◆ To be done
Take the line containing "the sun flare" and all lines after it, through the end of the material, and repeat them exactly, pictures left out.

◆ Dataset content
START

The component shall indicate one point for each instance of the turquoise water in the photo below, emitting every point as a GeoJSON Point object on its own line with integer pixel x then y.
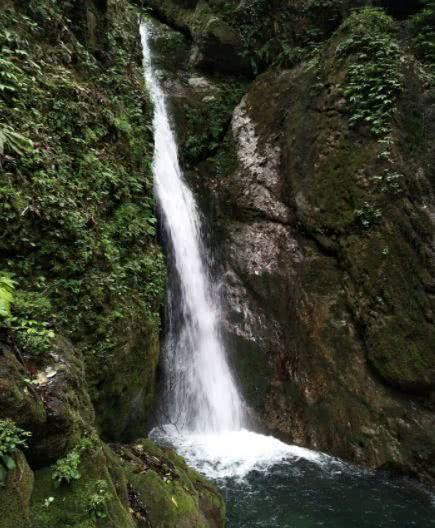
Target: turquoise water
{"type": "Point", "coordinates": [305, 495]}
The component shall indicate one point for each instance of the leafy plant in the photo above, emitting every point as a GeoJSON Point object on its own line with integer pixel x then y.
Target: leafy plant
{"type": "Point", "coordinates": [374, 78]}
{"type": "Point", "coordinates": [12, 438]}
{"type": "Point", "coordinates": [7, 286]}
{"type": "Point", "coordinates": [66, 469]}
{"type": "Point", "coordinates": [368, 215]}
{"type": "Point", "coordinates": [423, 29]}
{"type": "Point", "coordinates": [13, 142]}
{"type": "Point", "coordinates": [97, 502]}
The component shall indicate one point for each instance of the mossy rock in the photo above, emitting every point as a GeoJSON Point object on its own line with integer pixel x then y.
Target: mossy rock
{"type": "Point", "coordinates": [16, 494]}
{"type": "Point", "coordinates": [175, 495]}
{"type": "Point", "coordinates": [69, 503]}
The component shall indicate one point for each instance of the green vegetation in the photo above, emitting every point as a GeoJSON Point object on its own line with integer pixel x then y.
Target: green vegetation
{"type": "Point", "coordinates": [270, 36]}
{"type": "Point", "coordinates": [207, 124]}
{"type": "Point", "coordinates": [374, 78]}
{"type": "Point", "coordinates": [12, 438]}
{"type": "Point", "coordinates": [423, 28]}
{"type": "Point", "coordinates": [76, 206]}
{"type": "Point", "coordinates": [67, 469]}
{"type": "Point", "coordinates": [97, 502]}
{"type": "Point", "coordinates": [7, 286]}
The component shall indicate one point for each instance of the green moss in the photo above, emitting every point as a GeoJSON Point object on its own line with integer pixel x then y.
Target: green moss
{"type": "Point", "coordinates": [77, 209]}
{"type": "Point", "coordinates": [15, 496]}
{"type": "Point", "coordinates": [69, 505]}
{"type": "Point", "coordinates": [176, 496]}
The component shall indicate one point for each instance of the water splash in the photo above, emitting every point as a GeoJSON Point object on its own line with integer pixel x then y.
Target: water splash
{"type": "Point", "coordinates": [203, 406]}
{"type": "Point", "coordinates": [201, 394]}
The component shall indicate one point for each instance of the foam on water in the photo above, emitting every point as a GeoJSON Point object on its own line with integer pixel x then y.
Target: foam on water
{"type": "Point", "coordinates": [234, 454]}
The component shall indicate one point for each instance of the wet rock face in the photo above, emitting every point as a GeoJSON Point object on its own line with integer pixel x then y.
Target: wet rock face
{"type": "Point", "coordinates": [303, 282]}
{"type": "Point", "coordinates": [328, 323]}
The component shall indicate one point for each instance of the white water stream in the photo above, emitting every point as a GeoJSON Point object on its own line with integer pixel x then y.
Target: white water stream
{"type": "Point", "coordinates": [204, 410]}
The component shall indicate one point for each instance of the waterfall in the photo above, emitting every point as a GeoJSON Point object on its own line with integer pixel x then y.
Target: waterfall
{"type": "Point", "coordinates": [201, 395]}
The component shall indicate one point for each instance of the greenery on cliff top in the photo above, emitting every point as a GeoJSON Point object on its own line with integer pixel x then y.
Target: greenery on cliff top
{"type": "Point", "coordinates": [78, 232]}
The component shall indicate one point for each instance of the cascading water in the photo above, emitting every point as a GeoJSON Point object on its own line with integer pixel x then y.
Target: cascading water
{"type": "Point", "coordinates": [291, 486]}
{"type": "Point", "coordinates": [203, 406]}
{"type": "Point", "coordinates": [202, 395]}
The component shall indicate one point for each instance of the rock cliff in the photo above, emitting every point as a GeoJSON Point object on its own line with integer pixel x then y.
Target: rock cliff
{"type": "Point", "coordinates": [318, 192]}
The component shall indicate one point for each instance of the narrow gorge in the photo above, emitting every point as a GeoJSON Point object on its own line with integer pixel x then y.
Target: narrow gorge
{"type": "Point", "coordinates": [217, 263]}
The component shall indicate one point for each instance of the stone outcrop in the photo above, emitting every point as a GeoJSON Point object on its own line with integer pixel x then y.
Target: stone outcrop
{"type": "Point", "coordinates": [327, 275]}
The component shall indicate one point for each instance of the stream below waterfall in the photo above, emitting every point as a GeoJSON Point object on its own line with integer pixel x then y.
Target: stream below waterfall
{"type": "Point", "coordinates": [266, 483]}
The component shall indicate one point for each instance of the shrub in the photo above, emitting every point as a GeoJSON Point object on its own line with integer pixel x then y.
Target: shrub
{"type": "Point", "coordinates": [12, 438]}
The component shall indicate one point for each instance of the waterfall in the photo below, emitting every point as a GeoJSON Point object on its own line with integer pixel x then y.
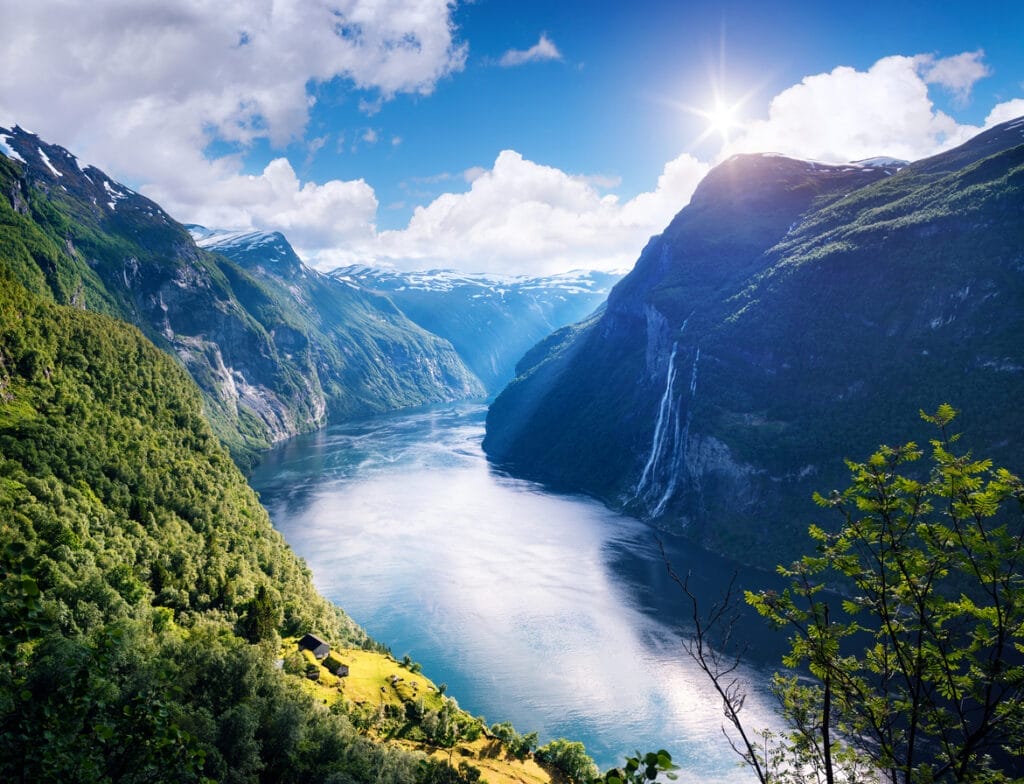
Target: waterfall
{"type": "Point", "coordinates": [679, 442]}
{"type": "Point", "coordinates": [662, 426]}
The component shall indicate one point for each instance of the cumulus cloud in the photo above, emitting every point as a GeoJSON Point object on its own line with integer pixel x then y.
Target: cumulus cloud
{"type": "Point", "coordinates": [143, 89]}
{"type": "Point", "coordinates": [311, 215]}
{"type": "Point", "coordinates": [847, 115]}
{"type": "Point", "coordinates": [957, 74]}
{"type": "Point", "coordinates": [522, 217]}
{"type": "Point", "coordinates": [544, 49]}
{"type": "Point", "coordinates": [1006, 112]}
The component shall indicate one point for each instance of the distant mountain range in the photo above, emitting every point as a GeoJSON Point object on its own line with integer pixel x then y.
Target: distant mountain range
{"type": "Point", "coordinates": [492, 320]}
{"type": "Point", "coordinates": [793, 314]}
{"type": "Point", "coordinates": [275, 348]}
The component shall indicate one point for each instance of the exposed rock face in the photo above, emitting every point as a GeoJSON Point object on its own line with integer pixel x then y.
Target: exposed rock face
{"type": "Point", "coordinates": [269, 363]}
{"type": "Point", "coordinates": [793, 314]}
{"type": "Point", "coordinates": [491, 320]}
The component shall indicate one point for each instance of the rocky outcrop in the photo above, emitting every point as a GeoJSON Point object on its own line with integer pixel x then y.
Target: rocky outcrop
{"type": "Point", "coordinates": [270, 363]}
{"type": "Point", "coordinates": [793, 314]}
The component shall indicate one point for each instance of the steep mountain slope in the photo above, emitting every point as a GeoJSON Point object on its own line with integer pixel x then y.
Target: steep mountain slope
{"type": "Point", "coordinates": [368, 355]}
{"type": "Point", "coordinates": [792, 311]}
{"type": "Point", "coordinates": [267, 368]}
{"type": "Point", "coordinates": [491, 320]}
{"type": "Point", "coordinates": [141, 584]}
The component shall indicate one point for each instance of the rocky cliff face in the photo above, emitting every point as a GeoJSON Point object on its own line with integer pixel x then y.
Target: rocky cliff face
{"type": "Point", "coordinates": [268, 365]}
{"type": "Point", "coordinates": [793, 314]}
{"type": "Point", "coordinates": [491, 320]}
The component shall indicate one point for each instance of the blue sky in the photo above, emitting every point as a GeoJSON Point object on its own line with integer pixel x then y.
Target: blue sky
{"type": "Point", "coordinates": [493, 135]}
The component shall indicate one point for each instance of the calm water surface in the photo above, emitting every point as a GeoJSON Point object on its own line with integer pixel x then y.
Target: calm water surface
{"type": "Point", "coordinates": [546, 610]}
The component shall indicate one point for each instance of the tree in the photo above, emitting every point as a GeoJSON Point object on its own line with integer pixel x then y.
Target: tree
{"type": "Point", "coordinates": [570, 758]}
{"type": "Point", "coordinates": [907, 629]}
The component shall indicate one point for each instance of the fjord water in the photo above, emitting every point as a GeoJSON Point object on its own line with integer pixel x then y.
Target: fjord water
{"type": "Point", "coordinates": [546, 610]}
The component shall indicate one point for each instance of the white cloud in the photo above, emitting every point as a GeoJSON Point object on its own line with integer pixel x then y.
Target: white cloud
{"type": "Point", "coordinates": [522, 217]}
{"type": "Point", "coordinates": [544, 49]}
{"type": "Point", "coordinates": [1006, 112]}
{"type": "Point", "coordinates": [956, 74]}
{"type": "Point", "coordinates": [141, 89]}
{"type": "Point", "coordinates": [312, 216]}
{"type": "Point", "coordinates": [847, 115]}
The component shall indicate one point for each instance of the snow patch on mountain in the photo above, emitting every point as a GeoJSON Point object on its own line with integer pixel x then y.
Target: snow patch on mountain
{"type": "Point", "coordinates": [6, 149]}
{"type": "Point", "coordinates": [574, 281]}
{"type": "Point", "coordinates": [46, 162]}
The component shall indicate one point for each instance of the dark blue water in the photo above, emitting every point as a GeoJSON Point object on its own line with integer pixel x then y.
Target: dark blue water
{"type": "Point", "coordinates": [546, 610]}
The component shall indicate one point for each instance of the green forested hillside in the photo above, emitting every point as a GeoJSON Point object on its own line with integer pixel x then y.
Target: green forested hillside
{"type": "Point", "coordinates": [269, 359]}
{"type": "Point", "coordinates": [791, 314]}
{"type": "Point", "coordinates": [143, 589]}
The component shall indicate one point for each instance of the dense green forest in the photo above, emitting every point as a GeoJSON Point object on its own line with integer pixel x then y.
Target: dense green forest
{"type": "Point", "coordinates": [142, 586]}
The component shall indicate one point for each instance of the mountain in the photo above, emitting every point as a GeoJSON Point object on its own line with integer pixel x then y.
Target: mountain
{"type": "Point", "coordinates": [268, 361]}
{"type": "Point", "coordinates": [492, 320]}
{"type": "Point", "coordinates": [792, 311]}
{"type": "Point", "coordinates": [368, 355]}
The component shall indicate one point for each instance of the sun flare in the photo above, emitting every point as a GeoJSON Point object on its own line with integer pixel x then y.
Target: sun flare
{"type": "Point", "coordinates": [722, 118]}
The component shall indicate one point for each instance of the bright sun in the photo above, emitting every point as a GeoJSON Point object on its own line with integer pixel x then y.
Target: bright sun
{"type": "Point", "coordinates": [722, 118]}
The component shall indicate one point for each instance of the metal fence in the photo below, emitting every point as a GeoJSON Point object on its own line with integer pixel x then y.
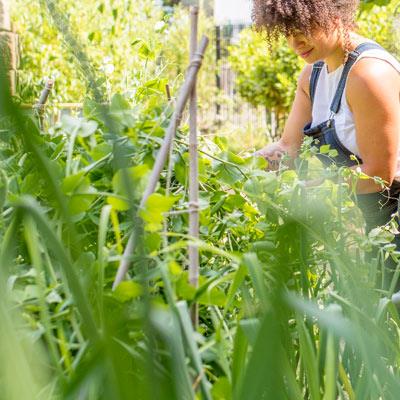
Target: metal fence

END

◆ Problem solution
The component shall indicate one point for each instance of the sun flare in the photo above, emitting every point as a GeoJSON Point object on its own line with integer pixel x then y.
Target: sun flare
{"type": "Point", "coordinates": [722, 118]}
The component shall indicate one point for each instance of the bright sun in the photo above, emitting every point as a GeoJSON Point object on its own line with integer pixel x then y.
Target: bright sun
{"type": "Point", "coordinates": [722, 118]}
The component shall indicate one point for each instance of the metal fence in the photo below, emitting every point as a GeoJSON Point object on its own line with integer pixel x then y.
Target: metal fence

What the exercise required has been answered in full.